### Problem requirements
Reproduce the derivations page below in full, character for character, keeping every heading, line break, and formula unchanged.

### Document section
···
# Derivations for computable Quantities

This page collects some derivations for computable quantities:

## Magnetic field $\vec{B}$


$$
\begin{align}
B^\rho &= 0 \\
B^\thet &= \frac{1}{\Jac} \dPhidr \pqty{\iota-\pdv{\lambda}{\zeta}} \\
B^\zeta &= \frac{1}{\Jac} \dPhidr \pqty{1+\pdv{\lambda}{\thet}} \\
\end{align}
$$


$\Rightarrow$ `B_contra_t`, `B_contra_z`

## Derivatives of $\modB$


$$
\begin{align}
\modB^2 &= B_\thet B^\thet + B_\zeta B^\zeta\\
\modB^2 &= B^\thet B^\thet g_{\thet\thet} + 2 B^\thet B^\zeta g_{\thet\zeta} + B^\zeta B^\zeta g_{\zeta\zeta} \\
\pdv{\modB^2}{\alpha} &= 2 B^\thet \pdv{B^\thet}{\alpha} g_{\thet\thet} + B^\thet B^\thet \pdv{g_{\thet\thet}}{\alpha} \\
                                        &+ 2 \pqty{\pdv{B^\thet}{\alpha} B^\zeta + B^\thet \pdv{B^\zeta}{\alpha}} g_{\thet\zeta}
                                        + B^\thet B^\zeta \pdv{g_{\thet\zeta}}{\alpha} \\
                                        &+ 2 B^\zeta \pdv{B^\zeta}{\alpha} g_{\zeta\zeta} + B^\zeta B^\zeta \pdv{g_{\zeta\zeta}}{\alpha} \\
\pdv{\modB}{\alpha} &= \frac{1}{2\modB} \pdv{\modB^2}{\alpha} \\
\nabla \modB &= \pdv{\modB}{\rho} \nabla\rho + \pdv{\modB}{\thet} \nabla\thet + \pdv{\modB}{\zeta} \nabla\zeta \\
\end{align}
$$


for $\alpha\in\left\{\rho,\thet,\zeta\right\}$.
···
### Recorded information
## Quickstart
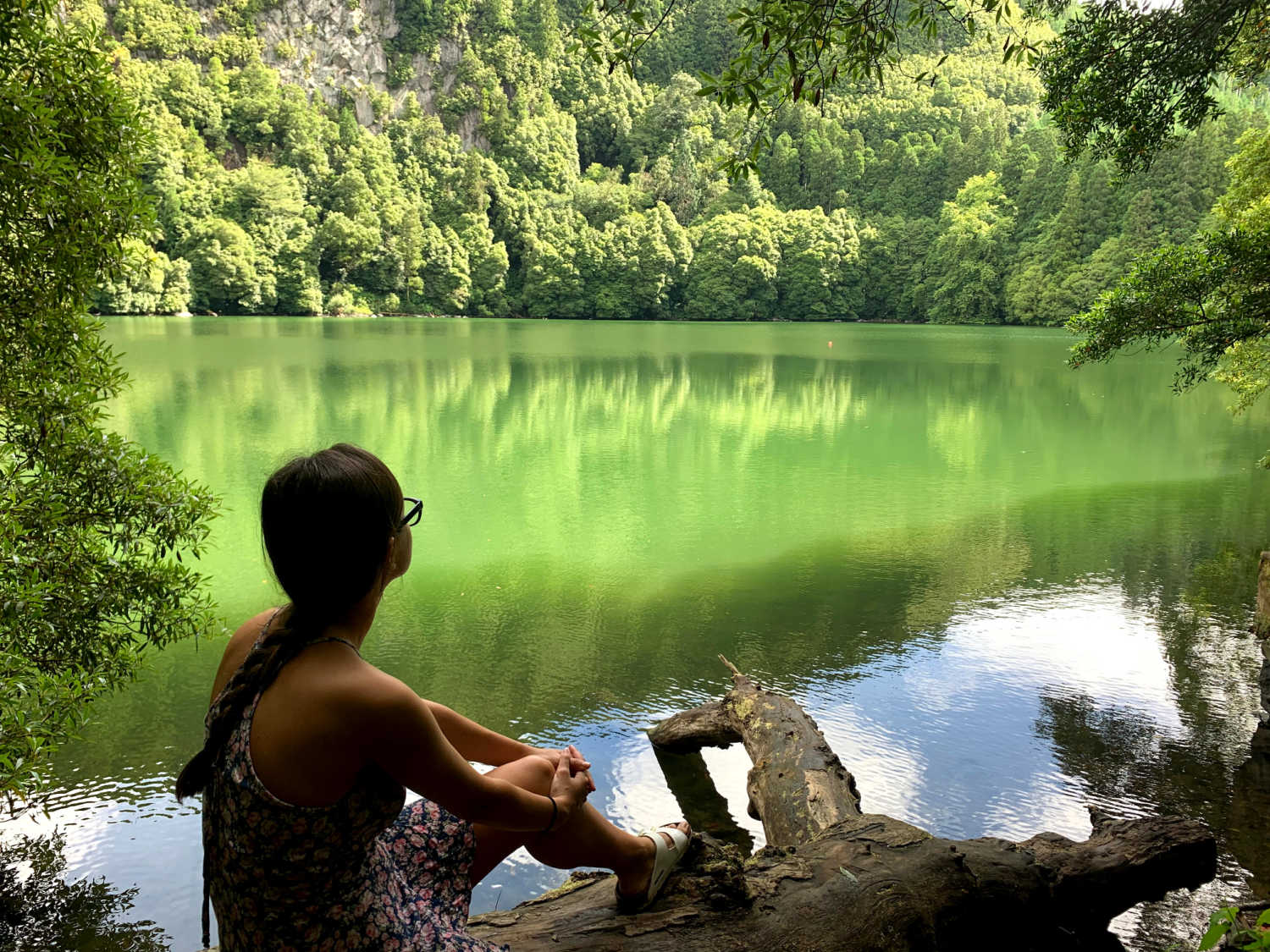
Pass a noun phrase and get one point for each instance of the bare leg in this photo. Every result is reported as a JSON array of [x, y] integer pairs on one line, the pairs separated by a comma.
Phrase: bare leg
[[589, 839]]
···
### Response to the task
# Derivations for computable Quantities

This page collects some derivations for computable quantities:

## Magnetic field $\vec{B}$


$$
\begin{align}
B^\rho &= 0 \\
B^\thet &= \frac{1}{\Jac} \dPhidr \pqty{\iota-\pdv{\lambda}{\zeta}} \\
B^\zeta &= \frac{1}{\Jac} \dPhidr \pqty{1+\pdv{\lambda}{\thet}} \\
\end{align}
$$


$\Rightarrow$ `B_contra_t`, `B_contra_z`

## Derivatives of $\modB$


$$
\begin{align}
\modB^2 &= B_\thet B^\thet + B_\zeta B^\zeta\\
\modB^2 &= B^\thet B^\thet g_{\thet\thet} + 2 B^\thet B^\zeta g_{\thet\zeta} + B^\zeta B^\zeta g_{\zeta\zeta} \\
\pdv{\modB^2}{\alpha} &= 2 B^\thet \pdv{B^\thet}{\alpha} g_{\thet\thet} + B^\thet B^\thet \pdv{g_{\thet\thet}}{\alpha} \\
                                        &+ 2 \pqty{\pdv{B^\thet}{\alpha} B^\zeta + B^\thet \pdv{B^\zeta}{\alpha}} g_{\thet\zeta}
                                        + B^\thet B^\zeta \pdv{g_{\thet\zeta}}{\alpha} \\
                                        &+ 2 B^\zeta \pdv{B^\zeta}{\alpha} g_{\zeta\zeta} + B^\zeta B^\zeta \pdv{g_{\zeta\zeta}}{\alpha} \\
\pdv{\modB}{\alpha} &= \frac{1}{2\modB} \pdv{\modB^2}{\alpha} \\
\nabla \modB &= \pdv{\modB}{\rho} \nabla\rho + \pdv{\modB}{\thet} \nabla\thet + \pdv{\modB}{\zeta} \nabla\zeta \\
\end{align}
$$


for $\alpha\in\left\{\rho,\thet,\zeta\right\}$.